= Beginning of Section =

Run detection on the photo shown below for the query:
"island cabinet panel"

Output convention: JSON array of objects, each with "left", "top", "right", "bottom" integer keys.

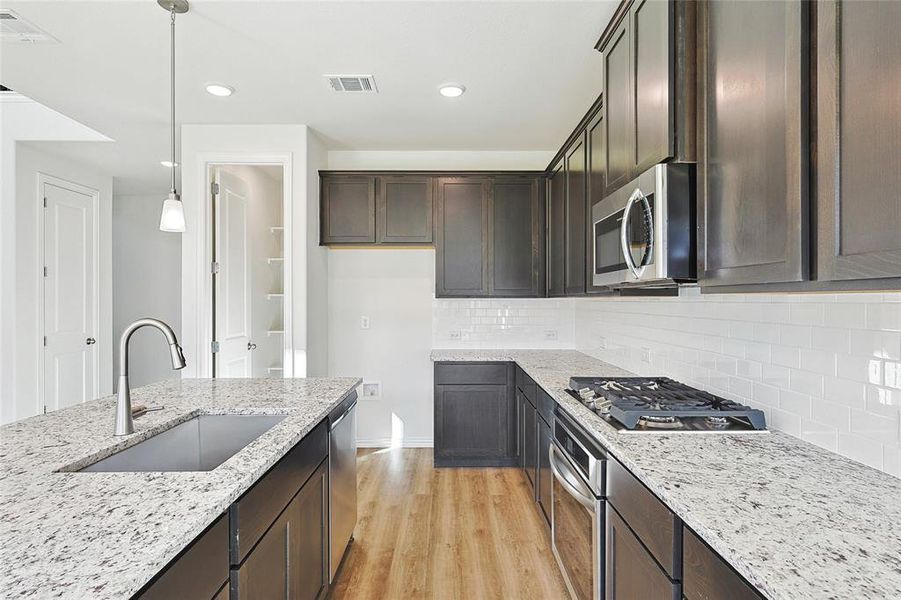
[
  {"left": 683, "top": 528, "right": 764, "bottom": 600},
  {"left": 565, "top": 134, "right": 587, "bottom": 296},
  {"left": 434, "top": 362, "right": 516, "bottom": 467},
  {"left": 435, "top": 177, "right": 490, "bottom": 297},
  {"left": 606, "top": 507, "right": 681, "bottom": 600},
  {"left": 697, "top": 0, "right": 809, "bottom": 287},
  {"left": 231, "top": 460, "right": 329, "bottom": 600},
  {"left": 137, "top": 515, "right": 229, "bottom": 600},
  {"left": 229, "top": 420, "right": 329, "bottom": 565},
  {"left": 816, "top": 0, "right": 901, "bottom": 282},
  {"left": 489, "top": 177, "right": 544, "bottom": 297},
  {"left": 547, "top": 159, "right": 566, "bottom": 297},
  {"left": 377, "top": 176, "right": 434, "bottom": 244},
  {"left": 320, "top": 176, "right": 376, "bottom": 244}
]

= End of Section =

Instructions to follow
Leave out the pictures, then give all the records again exactly.

Task response
Run detection on the photo shown below for the query:
"island cabinet panel"

Output convention: JSON array of objects, each with "left", "top", "right", "bottom" integer keys.

[
  {"left": 683, "top": 528, "right": 764, "bottom": 600},
  {"left": 565, "top": 134, "right": 587, "bottom": 296},
  {"left": 434, "top": 362, "right": 516, "bottom": 467},
  {"left": 435, "top": 177, "right": 490, "bottom": 297},
  {"left": 606, "top": 507, "right": 681, "bottom": 600},
  {"left": 697, "top": 0, "right": 809, "bottom": 287},
  {"left": 231, "top": 460, "right": 329, "bottom": 600},
  {"left": 137, "top": 515, "right": 229, "bottom": 600},
  {"left": 229, "top": 420, "right": 329, "bottom": 565},
  {"left": 816, "top": 0, "right": 901, "bottom": 282},
  {"left": 489, "top": 177, "right": 544, "bottom": 297},
  {"left": 547, "top": 159, "right": 566, "bottom": 297},
  {"left": 377, "top": 176, "right": 434, "bottom": 244},
  {"left": 320, "top": 176, "right": 376, "bottom": 244}
]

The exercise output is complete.